Text shown ▸
========================================================================

30 October 2019

Richard Freeman: former Team Sky doctor

I read Richard Freeman’s book, The Line, last year when it came out. In July 2018 I sent an email to a magazine offering a review. I wondered if there were some serious professionalism concerns that had not yet been picked up. The jiffy bag story, the lost laptop, it all looked bad. I never wrote anything further and nothing was published. It wasn’t long after that the GMC eased in.

Sections of the book read like a long apologia - in the dictionary definition sense of being a statement of defence of one’s actions. It felt a lot like Freeman was already constructing a narrative of self-justification. And, I’m not particularly critical of that - it’s more-or-less nailed on human nature to do so. I wonder, given the revelations that are now emerging, whether the cognitive dissonance must have been off the scale and, more than anything, I feel sorry for Freeman. I’m inclined to believe he is, or at least was, what he said he was: a caring, person-oriented doctor. Given he has, by his own admission, lied then some bad decisions were made.

========================================================================

Extracted records ▸
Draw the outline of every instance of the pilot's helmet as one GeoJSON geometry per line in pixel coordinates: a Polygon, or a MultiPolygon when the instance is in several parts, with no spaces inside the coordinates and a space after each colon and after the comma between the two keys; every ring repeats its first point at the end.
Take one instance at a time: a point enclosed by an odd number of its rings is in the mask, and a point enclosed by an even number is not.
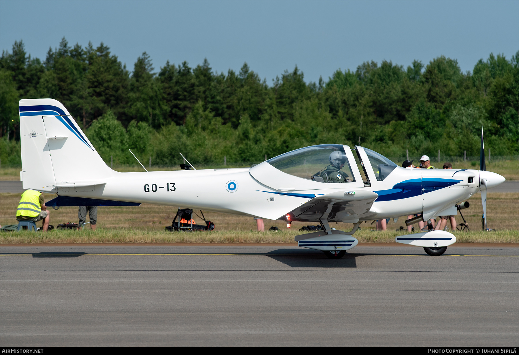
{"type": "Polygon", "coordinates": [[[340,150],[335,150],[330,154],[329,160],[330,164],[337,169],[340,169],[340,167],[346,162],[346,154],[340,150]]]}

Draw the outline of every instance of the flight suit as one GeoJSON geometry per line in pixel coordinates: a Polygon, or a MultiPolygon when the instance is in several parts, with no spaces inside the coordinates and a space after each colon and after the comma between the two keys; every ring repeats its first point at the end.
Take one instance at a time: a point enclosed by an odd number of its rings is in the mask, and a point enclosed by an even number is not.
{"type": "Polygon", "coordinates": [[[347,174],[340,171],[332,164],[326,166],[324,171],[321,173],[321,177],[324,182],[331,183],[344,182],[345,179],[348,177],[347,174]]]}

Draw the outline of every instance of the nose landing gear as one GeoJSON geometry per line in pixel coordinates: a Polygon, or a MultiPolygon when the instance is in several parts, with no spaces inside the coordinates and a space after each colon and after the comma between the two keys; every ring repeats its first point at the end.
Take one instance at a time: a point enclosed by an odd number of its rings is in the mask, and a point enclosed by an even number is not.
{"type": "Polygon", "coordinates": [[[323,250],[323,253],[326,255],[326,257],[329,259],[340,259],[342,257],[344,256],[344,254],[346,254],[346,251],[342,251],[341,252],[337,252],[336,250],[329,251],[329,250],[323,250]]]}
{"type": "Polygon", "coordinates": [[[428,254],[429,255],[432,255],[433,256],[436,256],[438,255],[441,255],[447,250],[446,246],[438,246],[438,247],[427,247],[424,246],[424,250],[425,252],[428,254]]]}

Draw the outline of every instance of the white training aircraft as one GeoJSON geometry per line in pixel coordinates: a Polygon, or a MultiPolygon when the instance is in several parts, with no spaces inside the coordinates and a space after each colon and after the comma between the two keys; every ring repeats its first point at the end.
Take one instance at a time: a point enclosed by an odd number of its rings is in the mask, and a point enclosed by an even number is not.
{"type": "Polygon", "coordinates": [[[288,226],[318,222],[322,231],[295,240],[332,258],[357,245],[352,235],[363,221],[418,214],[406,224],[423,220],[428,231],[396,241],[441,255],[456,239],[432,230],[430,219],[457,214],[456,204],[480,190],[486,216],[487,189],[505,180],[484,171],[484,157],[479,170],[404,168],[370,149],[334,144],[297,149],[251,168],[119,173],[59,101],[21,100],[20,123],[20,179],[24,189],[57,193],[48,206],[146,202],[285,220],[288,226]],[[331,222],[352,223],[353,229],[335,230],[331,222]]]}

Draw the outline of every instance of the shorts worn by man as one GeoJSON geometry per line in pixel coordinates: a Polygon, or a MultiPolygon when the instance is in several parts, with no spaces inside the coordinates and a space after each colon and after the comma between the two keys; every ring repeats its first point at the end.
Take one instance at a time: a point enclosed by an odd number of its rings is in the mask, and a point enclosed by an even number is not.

========================================================================

Task objective ▸ Copy the piece on Richard Freeman from "30 October 2019" through "GMC eased in.", substituting "tablet" for "laptop". The items have nothing to do with this part of the page.

Written solution ▸
30 October 2019

Richard Freeman: former Team Sky doctor

I read Richard Freeman’s book, The Line, last year when it came out. In July 2018 I sent an email to a magazine offering a review. I wondered if there were some serious professionalism concerns that had not yet been picked up. The jiffy bag story, the lost tablet, it all looked bad. I never wrote anything further and nothing was published. It wasn’t long after that the GMC eased in.